DATA:
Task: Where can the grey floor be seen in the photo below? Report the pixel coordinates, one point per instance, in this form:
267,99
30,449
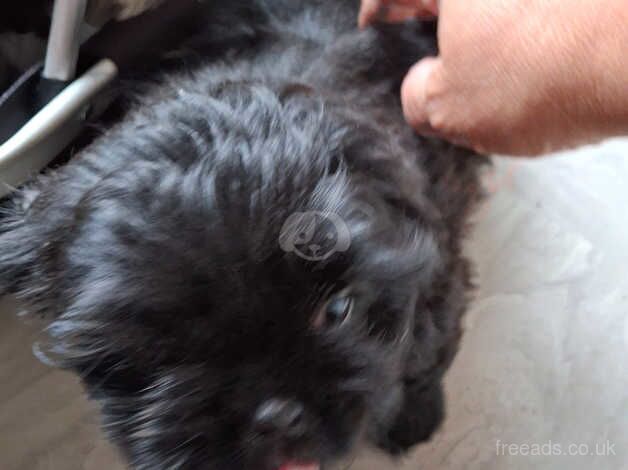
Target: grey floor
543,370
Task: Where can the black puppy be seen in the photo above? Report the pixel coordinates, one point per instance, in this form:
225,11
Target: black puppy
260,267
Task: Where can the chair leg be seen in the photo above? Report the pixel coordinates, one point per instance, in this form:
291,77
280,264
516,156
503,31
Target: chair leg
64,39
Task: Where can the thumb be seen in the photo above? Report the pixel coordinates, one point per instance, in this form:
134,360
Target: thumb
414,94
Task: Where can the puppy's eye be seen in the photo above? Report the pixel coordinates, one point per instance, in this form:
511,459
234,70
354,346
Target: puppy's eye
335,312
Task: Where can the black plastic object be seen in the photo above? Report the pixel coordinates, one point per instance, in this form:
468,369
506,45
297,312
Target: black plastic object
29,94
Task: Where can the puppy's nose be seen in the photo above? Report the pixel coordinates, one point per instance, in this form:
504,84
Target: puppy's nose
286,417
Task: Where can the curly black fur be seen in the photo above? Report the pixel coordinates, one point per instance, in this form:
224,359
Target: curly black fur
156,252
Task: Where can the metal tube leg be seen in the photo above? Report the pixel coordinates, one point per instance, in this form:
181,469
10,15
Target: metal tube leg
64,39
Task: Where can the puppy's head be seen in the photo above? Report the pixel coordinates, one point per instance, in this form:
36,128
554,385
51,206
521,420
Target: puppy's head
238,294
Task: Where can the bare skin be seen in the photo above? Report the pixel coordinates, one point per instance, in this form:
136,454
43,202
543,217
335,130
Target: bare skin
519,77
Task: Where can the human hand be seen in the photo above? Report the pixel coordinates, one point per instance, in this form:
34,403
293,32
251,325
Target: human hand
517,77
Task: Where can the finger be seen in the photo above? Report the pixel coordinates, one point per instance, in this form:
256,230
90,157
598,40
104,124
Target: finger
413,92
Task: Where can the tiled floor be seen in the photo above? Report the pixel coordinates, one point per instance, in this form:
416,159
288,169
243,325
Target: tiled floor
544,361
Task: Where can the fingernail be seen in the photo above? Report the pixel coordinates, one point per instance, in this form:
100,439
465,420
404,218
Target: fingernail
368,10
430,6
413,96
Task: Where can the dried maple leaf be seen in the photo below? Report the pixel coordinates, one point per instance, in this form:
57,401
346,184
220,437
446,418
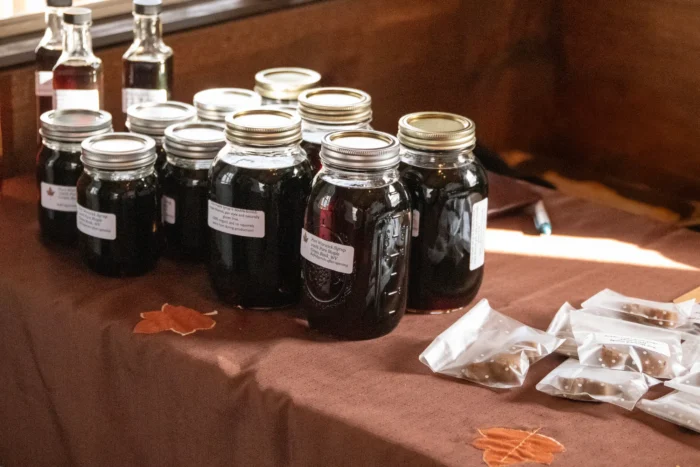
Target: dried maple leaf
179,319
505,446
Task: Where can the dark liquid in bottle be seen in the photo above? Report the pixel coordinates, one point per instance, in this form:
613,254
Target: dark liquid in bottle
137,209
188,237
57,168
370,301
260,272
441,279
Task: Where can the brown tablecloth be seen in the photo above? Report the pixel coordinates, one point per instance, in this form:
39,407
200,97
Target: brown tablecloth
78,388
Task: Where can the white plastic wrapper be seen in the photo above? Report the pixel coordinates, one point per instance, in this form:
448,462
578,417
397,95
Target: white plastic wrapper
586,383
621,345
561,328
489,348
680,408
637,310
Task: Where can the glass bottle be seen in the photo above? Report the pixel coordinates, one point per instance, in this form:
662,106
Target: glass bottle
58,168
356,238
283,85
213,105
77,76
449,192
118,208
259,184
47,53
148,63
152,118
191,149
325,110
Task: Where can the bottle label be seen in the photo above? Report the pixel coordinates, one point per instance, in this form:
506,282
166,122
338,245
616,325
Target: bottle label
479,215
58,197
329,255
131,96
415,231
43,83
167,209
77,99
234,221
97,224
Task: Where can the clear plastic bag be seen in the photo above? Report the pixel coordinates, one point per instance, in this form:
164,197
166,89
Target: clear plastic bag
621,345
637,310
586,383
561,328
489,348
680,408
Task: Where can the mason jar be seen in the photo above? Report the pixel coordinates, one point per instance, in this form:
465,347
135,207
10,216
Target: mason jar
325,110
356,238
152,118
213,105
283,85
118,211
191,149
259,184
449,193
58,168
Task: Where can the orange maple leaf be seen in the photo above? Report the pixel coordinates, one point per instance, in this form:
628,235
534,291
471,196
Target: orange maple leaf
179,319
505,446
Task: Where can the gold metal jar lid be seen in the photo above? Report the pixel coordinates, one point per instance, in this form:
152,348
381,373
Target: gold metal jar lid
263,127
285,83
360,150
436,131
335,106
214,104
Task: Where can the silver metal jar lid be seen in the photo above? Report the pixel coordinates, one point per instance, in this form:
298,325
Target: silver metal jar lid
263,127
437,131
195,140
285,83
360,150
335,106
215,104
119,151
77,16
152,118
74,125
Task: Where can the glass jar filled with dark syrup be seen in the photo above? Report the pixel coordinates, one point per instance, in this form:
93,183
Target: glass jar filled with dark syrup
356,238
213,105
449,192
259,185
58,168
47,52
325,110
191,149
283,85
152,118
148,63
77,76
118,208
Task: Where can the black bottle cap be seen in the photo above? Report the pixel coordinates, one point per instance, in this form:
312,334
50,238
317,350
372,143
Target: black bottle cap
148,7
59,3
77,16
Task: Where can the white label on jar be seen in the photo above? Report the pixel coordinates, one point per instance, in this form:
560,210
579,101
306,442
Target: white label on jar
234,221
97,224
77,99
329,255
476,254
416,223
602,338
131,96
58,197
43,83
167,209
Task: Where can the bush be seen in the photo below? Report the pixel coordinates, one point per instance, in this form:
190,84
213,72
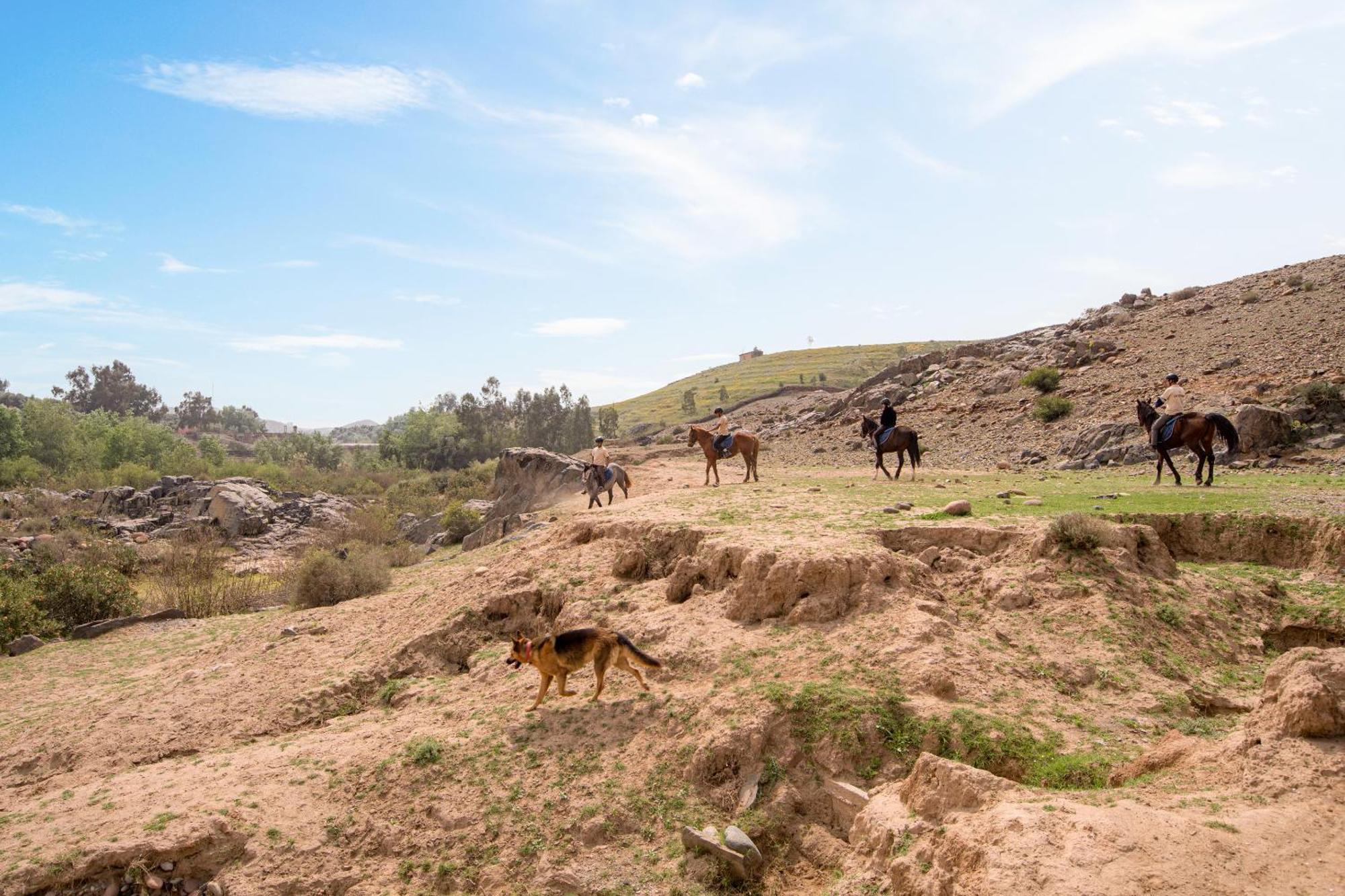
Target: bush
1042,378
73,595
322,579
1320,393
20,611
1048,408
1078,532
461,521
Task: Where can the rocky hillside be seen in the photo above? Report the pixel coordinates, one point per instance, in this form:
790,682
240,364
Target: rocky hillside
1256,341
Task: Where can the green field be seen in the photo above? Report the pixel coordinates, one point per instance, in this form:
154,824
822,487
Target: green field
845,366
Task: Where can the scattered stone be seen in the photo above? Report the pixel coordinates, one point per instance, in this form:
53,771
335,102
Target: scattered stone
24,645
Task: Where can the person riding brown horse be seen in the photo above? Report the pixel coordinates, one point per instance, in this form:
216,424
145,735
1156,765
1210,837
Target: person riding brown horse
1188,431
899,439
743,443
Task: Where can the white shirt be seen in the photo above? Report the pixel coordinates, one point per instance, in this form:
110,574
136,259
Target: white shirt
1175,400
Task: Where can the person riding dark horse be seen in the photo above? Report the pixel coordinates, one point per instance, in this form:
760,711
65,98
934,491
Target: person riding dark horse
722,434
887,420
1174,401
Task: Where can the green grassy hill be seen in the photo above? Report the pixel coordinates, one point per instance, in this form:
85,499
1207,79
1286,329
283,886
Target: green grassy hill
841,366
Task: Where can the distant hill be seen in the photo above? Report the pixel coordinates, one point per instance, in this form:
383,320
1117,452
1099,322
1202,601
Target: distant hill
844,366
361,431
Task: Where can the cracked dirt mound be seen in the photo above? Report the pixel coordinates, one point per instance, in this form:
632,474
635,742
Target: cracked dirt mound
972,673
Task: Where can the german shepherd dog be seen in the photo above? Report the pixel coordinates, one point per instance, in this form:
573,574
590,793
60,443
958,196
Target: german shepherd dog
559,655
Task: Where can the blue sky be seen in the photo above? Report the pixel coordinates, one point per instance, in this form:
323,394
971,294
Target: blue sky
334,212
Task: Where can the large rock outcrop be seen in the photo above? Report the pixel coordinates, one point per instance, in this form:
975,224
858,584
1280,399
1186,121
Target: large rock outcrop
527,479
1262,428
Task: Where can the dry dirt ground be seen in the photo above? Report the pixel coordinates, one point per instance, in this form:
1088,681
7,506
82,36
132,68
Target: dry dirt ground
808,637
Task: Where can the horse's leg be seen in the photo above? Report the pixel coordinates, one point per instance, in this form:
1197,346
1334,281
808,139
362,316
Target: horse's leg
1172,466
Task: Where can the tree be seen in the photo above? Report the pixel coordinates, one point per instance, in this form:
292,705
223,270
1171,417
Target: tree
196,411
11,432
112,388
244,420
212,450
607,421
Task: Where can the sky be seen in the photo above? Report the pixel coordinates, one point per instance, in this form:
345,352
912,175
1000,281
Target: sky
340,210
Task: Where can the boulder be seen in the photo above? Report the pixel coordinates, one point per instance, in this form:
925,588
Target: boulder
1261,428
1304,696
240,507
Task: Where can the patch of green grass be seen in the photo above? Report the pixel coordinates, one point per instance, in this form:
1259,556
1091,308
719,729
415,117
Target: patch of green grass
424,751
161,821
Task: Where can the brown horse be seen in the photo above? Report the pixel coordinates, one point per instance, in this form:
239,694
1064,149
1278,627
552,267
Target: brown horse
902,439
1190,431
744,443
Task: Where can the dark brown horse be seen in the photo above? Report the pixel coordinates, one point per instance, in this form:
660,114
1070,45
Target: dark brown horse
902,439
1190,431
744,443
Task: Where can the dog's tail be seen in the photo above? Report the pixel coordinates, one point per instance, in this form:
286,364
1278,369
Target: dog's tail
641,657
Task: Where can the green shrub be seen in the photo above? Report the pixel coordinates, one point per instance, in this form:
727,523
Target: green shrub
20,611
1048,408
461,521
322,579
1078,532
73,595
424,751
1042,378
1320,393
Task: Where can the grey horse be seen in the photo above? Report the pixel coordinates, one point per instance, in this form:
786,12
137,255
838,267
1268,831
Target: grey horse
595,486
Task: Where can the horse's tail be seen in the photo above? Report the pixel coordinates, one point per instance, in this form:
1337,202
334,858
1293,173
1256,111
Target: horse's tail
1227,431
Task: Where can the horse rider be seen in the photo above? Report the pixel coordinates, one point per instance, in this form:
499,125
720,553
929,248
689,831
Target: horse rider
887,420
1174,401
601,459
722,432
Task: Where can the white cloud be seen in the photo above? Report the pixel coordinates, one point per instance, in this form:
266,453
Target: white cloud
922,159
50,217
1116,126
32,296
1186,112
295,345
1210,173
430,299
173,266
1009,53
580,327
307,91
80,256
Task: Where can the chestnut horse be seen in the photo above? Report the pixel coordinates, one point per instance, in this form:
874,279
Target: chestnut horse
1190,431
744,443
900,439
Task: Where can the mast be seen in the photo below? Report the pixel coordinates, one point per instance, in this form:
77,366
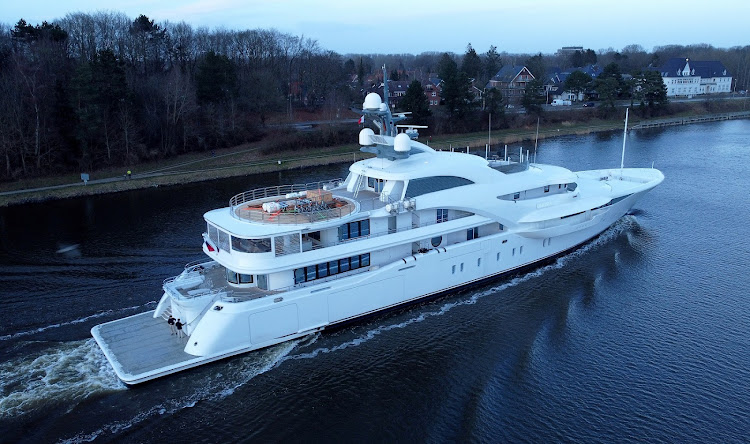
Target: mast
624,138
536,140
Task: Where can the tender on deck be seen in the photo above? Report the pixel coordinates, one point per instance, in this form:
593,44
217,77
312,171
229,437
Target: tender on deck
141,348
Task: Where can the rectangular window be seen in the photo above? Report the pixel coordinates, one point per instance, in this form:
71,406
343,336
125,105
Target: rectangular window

TO DO: Within the records above, how many lines include the word "window"? State the number by itself.

FINISHED TASK: 2